Reproduce word for word the portion of the passage on lifting hair color between "Am i on the" and "7 underlying pigment??", inclusive.

:: Quoted passage ::
++++++++++++++++++++

So if someones a base 5 you will have to counteract the red no matter how light you lift them.
If someones a base 8 wanting a 12/0 you will have to counteract the yellow from the base 8 underlying pigment
If someones a 7 wanting a 9/0 you will have to use blue in your 9 shade.
Am i on the right track, Only went into this on a recent hair course never trained like this when i trained ,many moons ago,lol.:Love:
 
Am i right in thinking when you are lifting hair colour, you are looking at the natural pigment eg client is a base 5 wanting a 7/0 . So you look at 5 having red/orange pigment not looking at the 7 underlying pigment??
So if someones a base 5 you will have to counteract the red no matter how light you lift them.
If someones a base 8 wanting a 12/0 you will have to counteract the yellow from the base 8 underlying pigment
If someones a 7 wanting a 9/0 you will have to use blue in your 9 shade.

++++++++++++++++++++

(Picture annotation entries)
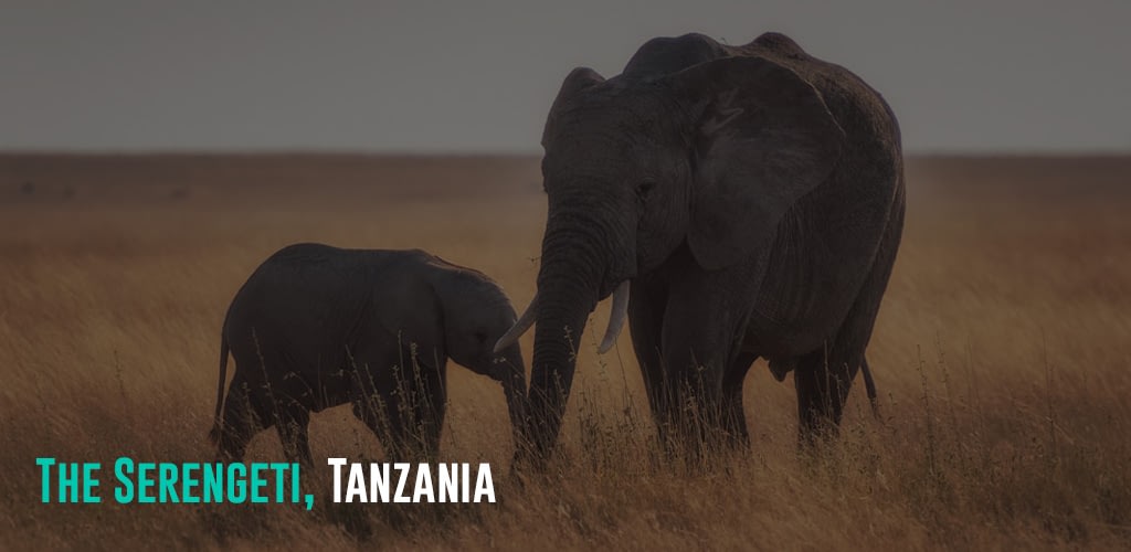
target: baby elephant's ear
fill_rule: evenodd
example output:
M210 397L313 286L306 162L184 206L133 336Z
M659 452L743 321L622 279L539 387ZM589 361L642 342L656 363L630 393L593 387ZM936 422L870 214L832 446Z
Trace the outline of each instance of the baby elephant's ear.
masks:
M703 268L723 268L766 247L829 178L845 133L812 85L763 58L708 61L672 80L698 126L688 243Z

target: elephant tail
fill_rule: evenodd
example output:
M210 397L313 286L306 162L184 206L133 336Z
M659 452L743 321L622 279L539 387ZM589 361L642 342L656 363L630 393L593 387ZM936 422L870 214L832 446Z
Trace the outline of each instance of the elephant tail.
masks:
M219 443L219 433L224 422L221 420L221 413L224 409L224 382L227 381L227 337L221 335L219 337L219 382L216 385L216 415L213 417L213 429L208 433L208 438L211 439L213 445Z
M860 371L864 376L864 389L867 391L867 402L872 405L872 415L880 419L880 403L875 396L875 381L872 379L872 369L867 366L867 359L860 364Z

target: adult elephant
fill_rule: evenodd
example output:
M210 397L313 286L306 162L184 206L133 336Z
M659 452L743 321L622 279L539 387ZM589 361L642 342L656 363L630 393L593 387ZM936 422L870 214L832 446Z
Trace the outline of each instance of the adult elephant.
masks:
M537 321L536 458L556 441L586 318L610 294L602 351L627 310L665 441L748 442L742 382L759 357L778 380L794 372L803 440L835 430L866 376L904 222L899 129L879 93L777 33L743 46L655 38L620 76L570 72L542 145L537 294L498 344Z

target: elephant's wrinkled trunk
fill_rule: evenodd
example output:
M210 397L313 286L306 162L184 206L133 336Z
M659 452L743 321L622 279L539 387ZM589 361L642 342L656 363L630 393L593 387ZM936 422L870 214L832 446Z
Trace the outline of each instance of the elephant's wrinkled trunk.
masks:
M586 319L607 285L608 253L585 238L550 230L543 241L527 428L538 460L549 457L558 440Z

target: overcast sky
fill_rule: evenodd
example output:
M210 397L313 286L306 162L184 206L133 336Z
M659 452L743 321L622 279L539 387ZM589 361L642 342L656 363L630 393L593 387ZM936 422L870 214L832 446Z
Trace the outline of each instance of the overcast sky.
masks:
M780 31L910 152L1131 152L1129 29L1126 0L0 0L0 149L538 153L575 66Z

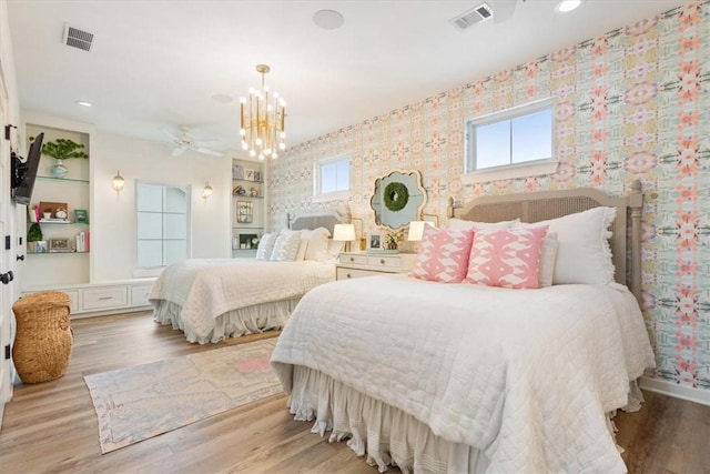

++++++++++++++++++++

:: Written answer ::
Am i on the right track, Only went into this on a recent hair course never trained like this when i trained ,many moons ago,lol.:Love:
 
Am i right in thinking when you are lifting hair colour, you are looking at the natural pigment eg client is a base 5 wanting a 7/0 . So you look at 5 having red/orange pigment not looking at the 7 underlying pigment??